--- SELECTED EXCERPT ---

From Casetext: Smarter Legal Research

MSC Industrial Direct Co., Inc. v. Steele

North Carolina Court of Appeals
Aug 18, 2009
682 S.E.2d 248 (N.C. Ct. App. 2009)

Opinion

No. COA08-418.

Filed August 18, 2009.

Union County No. 07CVS2847.

Appeal by plaintiff from an order entered 30 January 2008 by Judge W. David Lee in Union County Superior Court. Heard in the Court of Appeals 22 October 2008.

Jackson Lewis, LLP, by Paul H. Derrick, for plaintiff-appellant. Black Ruth Grossman Cain, P.A., by Aimee E. Cain and Lucas T. Baker, for defendant-appellee.


MSC Industrial Direct Co., Inc. ("plaintiff") appeals the 30 January 2008 denial of a preliminary injunction and dissolution of a temporary restraining order. For the reasons stated below, we affirm.

Plaintiff, a direct marketer of industrial products, hired James Gregory Steele ("defendant") on 17 October 1994 as an Outside Sales Associate. He was promoted to the position of Senior Account Executive in 1999. On 19 August 2005, defendant signed an Associate Confidentiality, Non-Solicitation and Non-Competition Agreement in connection with his having been given the use of a company car.

On 19 February 2006, defendant signed a second Associate Confidentiality, Non-Solicitation and Non-Competition Agreement ("the Agreement") which, pursuant to its terms, superceded "any and all prior agreements or understandings" between the parties. The Agreement stated that defendant signed it in exchange for (1) restricted shares of plaintiff's stock, (2) his continued employment, (3) his compensation, and (4) plaintiff's entrustment to him of confidential information related to its business. Plaintiff terminated defendant's employment on 11 May 2007 for alleged violations of the Agreement. In August 2007, defendant began working for Hagemeyer North America, one of plaintiff's competitors.

--- PROVIDED DATA ---

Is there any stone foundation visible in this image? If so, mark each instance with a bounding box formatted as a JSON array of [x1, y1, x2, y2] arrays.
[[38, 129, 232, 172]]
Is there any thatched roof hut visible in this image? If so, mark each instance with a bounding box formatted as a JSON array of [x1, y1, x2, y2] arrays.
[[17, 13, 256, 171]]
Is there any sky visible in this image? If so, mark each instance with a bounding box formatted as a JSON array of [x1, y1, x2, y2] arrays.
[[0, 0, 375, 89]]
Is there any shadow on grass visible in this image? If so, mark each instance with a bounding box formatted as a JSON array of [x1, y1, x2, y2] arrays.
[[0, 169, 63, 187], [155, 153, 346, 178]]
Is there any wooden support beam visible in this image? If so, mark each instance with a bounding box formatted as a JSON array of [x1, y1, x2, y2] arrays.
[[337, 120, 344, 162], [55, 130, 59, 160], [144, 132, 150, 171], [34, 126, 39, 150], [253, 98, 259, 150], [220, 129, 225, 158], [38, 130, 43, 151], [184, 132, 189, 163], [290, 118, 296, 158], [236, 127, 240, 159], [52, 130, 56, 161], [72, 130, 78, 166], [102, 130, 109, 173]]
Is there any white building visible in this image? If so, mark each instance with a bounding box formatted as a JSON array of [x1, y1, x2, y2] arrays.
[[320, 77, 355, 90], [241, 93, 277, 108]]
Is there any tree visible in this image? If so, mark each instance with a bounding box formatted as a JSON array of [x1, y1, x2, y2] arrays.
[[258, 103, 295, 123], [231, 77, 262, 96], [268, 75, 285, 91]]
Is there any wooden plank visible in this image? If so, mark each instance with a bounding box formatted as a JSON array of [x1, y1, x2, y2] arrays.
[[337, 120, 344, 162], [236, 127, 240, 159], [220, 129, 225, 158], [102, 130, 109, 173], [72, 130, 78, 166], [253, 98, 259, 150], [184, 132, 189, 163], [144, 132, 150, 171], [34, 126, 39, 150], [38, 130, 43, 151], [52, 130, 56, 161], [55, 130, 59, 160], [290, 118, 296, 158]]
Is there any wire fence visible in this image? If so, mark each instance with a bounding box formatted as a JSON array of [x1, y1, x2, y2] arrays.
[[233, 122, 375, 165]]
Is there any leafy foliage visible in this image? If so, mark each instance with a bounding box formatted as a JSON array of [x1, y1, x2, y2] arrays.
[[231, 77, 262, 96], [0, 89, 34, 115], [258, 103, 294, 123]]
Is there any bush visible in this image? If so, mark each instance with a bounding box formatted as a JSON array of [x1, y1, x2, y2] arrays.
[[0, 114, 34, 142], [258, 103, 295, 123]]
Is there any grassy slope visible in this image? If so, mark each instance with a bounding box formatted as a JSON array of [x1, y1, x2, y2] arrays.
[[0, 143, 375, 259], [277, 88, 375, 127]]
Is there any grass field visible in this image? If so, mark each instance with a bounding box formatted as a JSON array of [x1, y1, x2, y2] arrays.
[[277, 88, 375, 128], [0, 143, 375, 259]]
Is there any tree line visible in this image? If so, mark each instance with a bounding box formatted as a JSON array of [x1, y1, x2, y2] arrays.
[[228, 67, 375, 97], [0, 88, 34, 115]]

---

- GIVEN PROBLEM -
Please answer from the court opinion above: on what date did MSC Industrial Direct Co., Inc. terminate James Gregory Steele's employment?

- EXPECTED ANSWER -
11 May 2007